After locating the line with "negative clicks: (438, 185)" below, output it and each following line exactly, stopping after the line with "box: [7, 409, 629, 480]". No pictures.
:: RECORD SET ::
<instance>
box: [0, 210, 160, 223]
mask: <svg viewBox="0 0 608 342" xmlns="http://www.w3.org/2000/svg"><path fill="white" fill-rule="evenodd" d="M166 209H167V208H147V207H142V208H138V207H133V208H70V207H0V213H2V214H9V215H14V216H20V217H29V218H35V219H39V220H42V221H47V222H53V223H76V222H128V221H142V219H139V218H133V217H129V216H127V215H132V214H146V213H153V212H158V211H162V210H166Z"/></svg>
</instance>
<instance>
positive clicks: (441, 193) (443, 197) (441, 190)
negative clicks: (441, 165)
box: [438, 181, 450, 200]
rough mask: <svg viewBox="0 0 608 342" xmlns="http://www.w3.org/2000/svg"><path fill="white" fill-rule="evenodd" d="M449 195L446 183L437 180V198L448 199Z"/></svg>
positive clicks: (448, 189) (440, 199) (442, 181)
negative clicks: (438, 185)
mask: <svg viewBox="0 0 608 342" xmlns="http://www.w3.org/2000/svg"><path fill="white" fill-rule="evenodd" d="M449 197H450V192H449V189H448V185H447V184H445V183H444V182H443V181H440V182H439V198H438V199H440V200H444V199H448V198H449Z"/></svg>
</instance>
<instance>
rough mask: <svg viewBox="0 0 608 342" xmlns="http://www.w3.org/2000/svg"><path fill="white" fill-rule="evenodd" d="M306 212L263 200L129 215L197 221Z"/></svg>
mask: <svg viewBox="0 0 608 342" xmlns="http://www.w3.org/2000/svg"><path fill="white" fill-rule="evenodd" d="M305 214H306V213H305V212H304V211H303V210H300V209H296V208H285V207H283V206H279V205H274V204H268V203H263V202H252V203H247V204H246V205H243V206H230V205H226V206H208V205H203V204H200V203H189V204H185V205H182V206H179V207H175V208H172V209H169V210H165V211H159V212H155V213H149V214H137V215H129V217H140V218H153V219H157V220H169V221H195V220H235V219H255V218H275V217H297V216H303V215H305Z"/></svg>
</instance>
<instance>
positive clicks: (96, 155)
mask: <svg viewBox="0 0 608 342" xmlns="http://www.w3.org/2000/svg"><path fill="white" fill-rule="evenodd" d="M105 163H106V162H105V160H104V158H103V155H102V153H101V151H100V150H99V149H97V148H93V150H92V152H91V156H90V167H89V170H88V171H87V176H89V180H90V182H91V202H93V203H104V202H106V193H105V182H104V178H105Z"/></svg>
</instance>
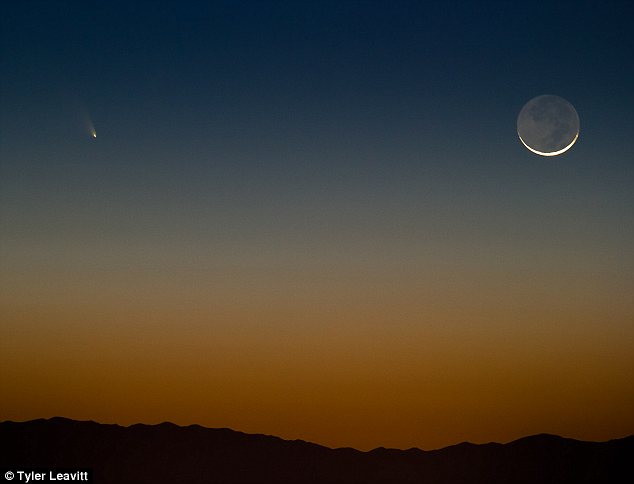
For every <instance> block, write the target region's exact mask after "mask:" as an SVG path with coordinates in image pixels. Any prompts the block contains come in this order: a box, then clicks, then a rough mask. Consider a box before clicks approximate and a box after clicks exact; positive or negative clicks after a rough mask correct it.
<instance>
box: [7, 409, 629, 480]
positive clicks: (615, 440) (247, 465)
mask: <svg viewBox="0 0 634 484" xmlns="http://www.w3.org/2000/svg"><path fill="white" fill-rule="evenodd" d="M0 447H1V448H0V451H1V452H0V467H2V468H11V469H19V468H21V467H23V468H29V467H40V468H42V467H60V468H61V467H64V468H69V467H89V468H92V469H94V479H95V482H97V483H102V484H127V483H130V484H133V483H134V484H140V483H148V484H149V483H152V484H162V483H182V484H189V483H192V484H194V483H223V484H225V483H226V484H230V483H289V484H290V483H297V484H301V483H359V484H361V483H363V484H371V483H392V484H395V483H430V484H444V483H486V484H496V483H509V484H522V483H558V484H561V483H590V482H592V483H596V482H606V483H608V482H609V483H615V482H628V483H629V482H634V473H633V472H632V467H633V465H634V436H630V437H626V438H623V439H618V440H611V441H609V442H582V441H578V440H572V439H565V438H562V437H557V436H554V435H535V436H532V437H526V438H523V439H519V440H516V441H514V442H511V443H509V444H504V445H503V444H496V443H491V444H483V445H475V444H468V443H463V444H458V445H454V446H452V447H447V448H444V449H440V450H434V451H422V450H418V449H410V450H393V449H384V448H378V449H375V450H372V451H370V452H361V451H358V450H354V449H329V448H327V447H323V446H320V445H316V444H311V443H309V442H304V441H301V440H295V441H287V440H282V439H280V438H277V437H271V436H265V435H249V434H244V433H241V432H235V431H233V430H229V429H208V428H204V427H200V426H197V425H193V426H189V427H179V426H177V425H174V424H170V423H163V424H160V425H132V426H130V427H121V426H118V425H102V424H98V423H95V422H78V421H74V420H69V419H64V418H52V419H50V420H43V419H40V420H33V421H30V422H20V423H16V422H2V423H0Z"/></svg>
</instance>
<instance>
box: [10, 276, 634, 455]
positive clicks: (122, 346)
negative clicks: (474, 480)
mask: <svg viewBox="0 0 634 484" xmlns="http://www.w3.org/2000/svg"><path fill="white" fill-rule="evenodd" d="M419 269H421V268H418V269H417V268H410V269H405V268H401V270H400V271H399V272H398V274H397V273H394V272H392V273H390V272H389V271H380V272H374V273H372V272H363V271H361V272H359V271H358V270H357V271H355V270H352V269H351V268H348V270H346V269H345V268H342V267H340V268H339V269H338V270H337V271H336V272H334V273H333V272H328V273H326V272H325V271H307V272H302V271H295V272H293V271H286V272H284V271H281V272H278V273H273V274H271V273H269V274H267V277H271V283H269V284H266V283H265V282H266V280H265V278H262V279H258V278H257V277H255V274H250V275H249V274H246V273H244V274H239V273H233V274H232V273H230V272H226V273H225V274H224V276H225V278H224V279H223V284H222V285H218V284H217V283H216V281H215V277H211V276H209V278H208V279H207V280H204V279H203V278H202V275H200V278H199V279H197V280H195V281H190V284H189V285H186V284H184V281H180V282H179V281H174V280H172V279H170V278H169V277H168V276H167V275H166V276H165V278H164V279H163V278H161V277H159V276H158V275H156V274H155V275H153V276H152V277H150V276H149V275H148V276H147V277H146V276H140V275H136V276H131V275H126V276H124V275H121V274H120V275H119V276H117V278H115V280H110V281H109V280H108V279H107V278H106V276H105V275H104V279H103V280H102V281H101V282H102V284H108V286H107V287H106V286H98V287H97V286H95V287H91V286H90V285H89V284H87V283H85V282H84V283H82V282H81V280H80V279H77V280H76V281H74V282H71V281H66V282H65V283H64V284H60V285H53V286H48V287H47V288H44V287H40V288H39V289H38V288H37V287H35V286H31V288H30V289H31V290H38V291H39V294H40V301H39V303H38V304H32V303H30V302H29V292H28V289H29V288H28V287H27V286H26V285H25V286H23V287H21V286H20V284H19V283H18V284H15V285H14V286H13V287H12V288H8V287H7V288H3V289H4V290H3V294H4V295H5V296H4V299H3V303H4V304H3V314H4V319H5V321H8V322H9V324H8V325H7V326H5V328H8V329H6V330H5V331H4V338H3V339H4V345H3V352H2V368H3V370H2V373H0V375H2V385H3V389H4V393H5V397H4V401H5V404H6V405H5V408H6V409H13V413H11V414H6V413H5V414H4V415H3V417H5V418H10V419H15V420H24V419H31V418H39V417H46V416H54V415H62V416H67V417H71V418H76V419H91V420H96V421H100V422H110V423H119V424H132V423H137V422H143V423H158V422H162V421H172V422H175V423H178V424H193V423H197V424H201V425H205V426H209V427H231V428H233V429H235V430H240V431H245V432H250V433H266V434H274V435H278V436H281V437H283V438H288V439H295V438H301V439H304V440H309V441H314V442H317V443H321V444H324V445H328V446H333V447H337V446H353V447H357V448H360V449H370V448H373V447H377V446H389V447H398V448H408V447H414V446H416V447H420V448H426V449H432V448H438V447H442V446H446V445H451V444H455V443H458V442H461V441H465V440H467V441H473V442H487V441H508V440H512V439H514V438H519V437H521V436H524V435H528V434H534V433H541V432H548V433H557V434H561V435H565V436H569V437H575V438H580V439H589V440H605V439H609V438H614V437H619V436H622V435H623V434H624V433H628V429H629V430H631V429H632V428H634V419H633V418H632V415H631V407H632V404H634V391H632V389H631V386H630V385H627V384H626V382H627V381H628V379H629V377H630V373H631V364H632V354H631V343H632V330H631V329H624V328H628V326H627V325H625V324H624V321H625V320H626V319H627V318H629V317H630V316H631V315H632V314H633V313H632V306H631V303H625V304H624V303H623V299H621V298H619V297H618V294H617V292H618V288H617V287H609V284H608V285H606V284H607V283H606V282H605V281H601V280H595V281H588V280H587V279H586V280H584V279H582V278H579V277H578V275H575V274H570V275H568V276H567V277H564V278H563V279H561V278H560V279H555V280H552V279H551V280H550V281H549V280H548V278H547V277H546V271H544V273H543V274H541V277H542V279H541V280H542V285H541V287H540V286H539V285H536V284H535V280H536V279H532V278H526V277H525V276H523V277H519V276H512V277H509V276H508V275H504V274H497V275H496V274H493V273H489V274H488V278H487V279H481V280H478V279H477V274H475V273H472V272H469V271H466V270H463V271H461V272H459V273H453V274H452V276H451V277H450V278H447V277H445V276H442V275H441V274H440V273H428V274H427V275H424V271H422V270H419ZM247 275H248V276H249V277H247ZM23 277H26V276H23ZM535 277H537V276H535ZM562 277H563V276H562ZM128 278H129V279H128ZM31 282H32V283H33V282H34V281H31ZM194 282H195V283H194ZM397 282H398V285H397ZM179 286H180V287H179ZM105 289H109V291H110V293H109V294H108V291H107V290H105ZM45 293H47V294H48V296H47V297H43V294H45ZM242 295H244V296H242ZM460 295H462V296H460ZM9 298H10V299H11V302H10V301H9ZM73 301H82V302H80V303H76V302H73ZM608 301H610V304H609V307H610V312H605V308H606V307H608V304H607V302H608Z"/></svg>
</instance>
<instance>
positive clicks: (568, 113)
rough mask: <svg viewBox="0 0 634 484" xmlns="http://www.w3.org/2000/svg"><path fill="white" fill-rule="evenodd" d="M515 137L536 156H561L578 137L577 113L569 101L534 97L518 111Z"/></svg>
mask: <svg viewBox="0 0 634 484" xmlns="http://www.w3.org/2000/svg"><path fill="white" fill-rule="evenodd" d="M517 136H518V137H519V139H520V141H521V142H522V144H523V145H524V146H525V147H526V149H527V150H529V151H531V152H532V153H535V154H536V155H539V156H557V155H561V154H562V153H565V152H566V151H568V150H569V149H570V148H572V146H573V145H574V144H575V143H576V141H577V139H578V138H579V115H578V114H577V111H576V109H575V108H574V106H573V105H572V104H570V103H569V102H568V101H566V100H565V99H563V98H561V97H559V96H553V95H551V94H544V95H541V96H537V97H535V98H533V99H531V100H530V101H528V102H527V103H526V104H525V105H524V107H523V108H522V110H521V111H520V113H519V115H518V117H517Z"/></svg>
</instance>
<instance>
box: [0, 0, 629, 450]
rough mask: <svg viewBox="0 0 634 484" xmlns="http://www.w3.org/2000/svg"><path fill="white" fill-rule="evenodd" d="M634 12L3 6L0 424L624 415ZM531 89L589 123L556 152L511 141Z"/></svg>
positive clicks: (415, 436) (592, 430)
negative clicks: (529, 147)
mask: <svg viewBox="0 0 634 484" xmlns="http://www.w3.org/2000/svg"><path fill="white" fill-rule="evenodd" d="M633 13H634V11H633V7H632V6H631V4H630V3H629V2H607V3H606V2H557V5H536V4H522V5H517V4H515V3H511V2H473V3H471V2H437V3H434V2H400V1H397V2H324V1H320V2H235V1H233V2H201V3H200V4H199V3H198V2H162V1H157V2H146V3H144V2H122V3H120V4H119V3H116V2H82V3H68V2H42V3H37V2H13V3H11V4H8V5H5V6H3V7H2V15H1V20H0V25H1V35H2V44H1V48H2V51H1V61H0V62H1V63H0V69H1V84H0V88H1V91H0V95H1V109H0V176H1V178H0V222H1V226H2V230H1V231H0V266H1V267H0V268H1V269H2V271H1V274H2V275H1V277H0V311H1V314H2V315H3V316H2V320H3V323H2V325H1V326H0V330H1V331H2V340H3V349H2V355H1V356H0V362H1V363H2V364H1V365H0V367H1V368H2V370H0V383H2V385H3V386H4V387H5V388H9V389H11V390H12V391H10V392H9V394H10V396H9V398H8V400H7V402H6V405H3V407H4V409H3V413H2V415H0V417H1V418H14V419H25V418H36V417H43V416H50V415H55V414H58V415H65V416H70V417H76V418H91V419H95V420H101V421H113V422H119V423H131V422H137V421H144V422H151V421H162V420H172V421H176V422H178V423H192V422H196V423H201V424H204V425H212V426H230V427H233V428H236V429H239V430H244V431H255V432H265V433H271V434H276V435H281V436H283V437H289V438H290V437H292V438H304V439H309V440H315V441H318V442H321V443H324V444H327V445H354V446H357V447H360V448H369V447H372V446H377V445H390V446H395V447H408V446H420V447H427V448H429V447H436V446H440V445H448V444H451V443H455V442H458V441H463V440H472V441H487V440H496V439H497V440H508V439H510V438H515V437H519V436H521V435H525V434H527V433H537V432H554V433H560V434H566V435H570V436H573V437H579V438H612V437H617V436H621V435H625V434H627V433H632V432H634V419H633V418H632V414H631V408H632V406H633V405H634V392H633V391H632V388H631V384H630V383H629V378H630V376H631V371H630V370H631V368H632V367H633V365H634V353H633V351H632V348H633V347H634V329H633V327H632V321H633V320H634V304H633V303H632V299H633V298H632V292H633V291H632V290H633V289H634V272H633V270H634V257H633V252H632V249H631V247H632V246H633V242H634V217H633V215H634V213H633V208H634V166H633V163H632V160H634V145H633V139H634V137H633V134H634V97H633V96H632V91H631V86H632V85H634V64H633V63H632V60H631V58H632V52H633V51H634V35H633V34H632V32H631V25H630V23H631V18H632V14H633ZM540 94H556V95H559V96H562V97H564V98H565V99H567V100H568V101H570V102H571V103H572V104H573V105H574V106H575V107H576V109H577V111H578V113H579V116H580V120H581V134H580V138H579V140H578V142H577V143H576V145H575V146H574V147H573V148H572V149H571V150H570V151H569V152H567V153H565V154H564V155H563V156H560V157H555V158H542V157H538V156H536V155H533V154H532V153H530V152H529V151H528V150H526V149H524V148H523V147H522V146H521V144H520V142H519V140H518V139H517V135H516V132H515V122H516V117H517V114H518V113H519V110H520V109H521V107H522V106H523V105H524V103H525V102H527V101H528V100H529V99H531V98H532V97H534V96H537V95H540ZM86 116H88V117H89V119H90V120H92V122H93V123H94V126H95V128H96V132H97V139H95V140H93V139H91V137H90V134H89V132H88V130H87V127H86ZM53 343H54V345H53V346H51V345H52V344H53ZM60 355H65V356H64V357H62V356H60ZM230 363H231V364H230ZM130 369H132V370H130ZM628 369H629V370H628ZM71 375H72V376H71ZM103 381H107V382H108V385H109V388H111V389H112V390H111V392H110V393H108V392H106V393H104V391H103V389H101V386H100V382H103ZM165 382H167V383H165ZM38 385H44V386H46V385H49V386H50V392H49V394H48V396H47V398H44V399H43V398H40V397H38V396H37V395H36V394H35V393H33V391H32V390H31V389H32V388H34V387H36V386H38ZM166 385H167V387H169V388H171V389H172V390H168V389H167V387H166ZM59 388H64V389H65V390H64V391H63V392H61V391H59V390H56V389H59ZM87 388H88V389H89V390H86V389H87ZM140 389H142V390H140ZM174 389H177V393H178V394H179V395H181V396H182V398H179V399H175V398H174V396H173V392H174V391H175V390H174ZM73 395H74V396H75V397H77V398H74V399H73V398H71V397H72V396H73ZM78 395H84V397H82V398H79V397H78ZM86 395H88V396H86ZM368 402H372V403H368ZM388 416H389V417H388ZM368 422H374V423H373V424H368Z"/></svg>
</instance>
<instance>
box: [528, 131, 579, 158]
mask: <svg viewBox="0 0 634 484" xmlns="http://www.w3.org/2000/svg"><path fill="white" fill-rule="evenodd" d="M517 136H518V137H519V139H520V141H521V142H522V144H523V145H524V146H526V148H527V149H528V150H530V151H532V152H533V153H535V154H537V155H541V156H557V155H561V154H562V153H565V152H566V151H568V150H569V149H570V148H572V145H574V144H575V142H576V141H577V138H578V137H579V133H577V134H576V135H575V137H574V138H573V140H572V141H571V143H570V144H569V145H568V146H566V147H565V148H562V149H561V150H559V151H553V152H551V153H544V152H543V151H537V150H536V149H533V148H531V147H530V146H528V145H527V144H526V143H525V142H524V140H523V139H522V135H521V134H520V133H519V131H518V132H517Z"/></svg>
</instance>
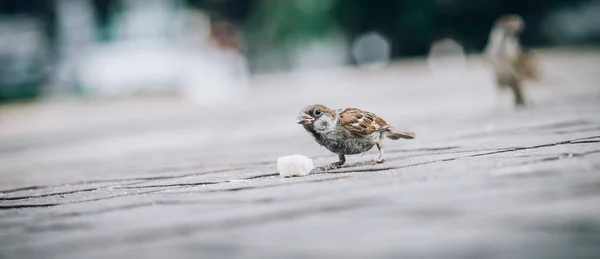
:::
* EXERCISE RESULT:
negative clicks: (438, 185)
mask: <svg viewBox="0 0 608 342" xmlns="http://www.w3.org/2000/svg"><path fill="white" fill-rule="evenodd" d="M449 197H450V192H449V189H448V185H447V184H445V183H444V182H443V181H440V182H439V198H438V199H440V200H444V199H448V198H449Z"/></svg>
</instance>
<instance>
rough mask: <svg viewBox="0 0 608 342" xmlns="http://www.w3.org/2000/svg"><path fill="white" fill-rule="evenodd" d="M306 212L263 200L129 215L197 221Z"/></svg>
mask: <svg viewBox="0 0 608 342" xmlns="http://www.w3.org/2000/svg"><path fill="white" fill-rule="evenodd" d="M305 214H306V213H305V212H304V211H303V210H300V209H296V208H285V207H283V206H279V205H274V204H268V203H263V202H252V203H247V204H246V205H243V206H230V205H226V206H208V205H203V204H200V203H189V204H185V205H182V206H179V207H175V208H172V209H169V210H165V211H159V212H155V213H149V214H137V215H129V217H140V218H153V219H157V220H169V221H195V220H235V219H255V218H275V217H297V216H303V215H305Z"/></svg>
</instance>
<instance>
positive clicks: (96, 155)
mask: <svg viewBox="0 0 608 342" xmlns="http://www.w3.org/2000/svg"><path fill="white" fill-rule="evenodd" d="M105 163H106V162H105V160H104V158H103V155H102V153H101V151H100V150H99V149H97V148H93V150H92V152H91V156H90V167H89V170H88V171H87V176H89V180H90V182H91V202H93V203H104V202H106V193H105V182H104V178H105Z"/></svg>
</instance>
For every <instance> block, write the target region's exact mask after "mask:" as an SVG path with coordinates in image pixels. Any prompts the block contains come in this order: a box, then clicks, then a rough mask. Consider a box before clicks approximate and a box after clicks exact; positive or negative clicks after a rough mask correct it.
<instance>
box: [7, 409, 629, 480]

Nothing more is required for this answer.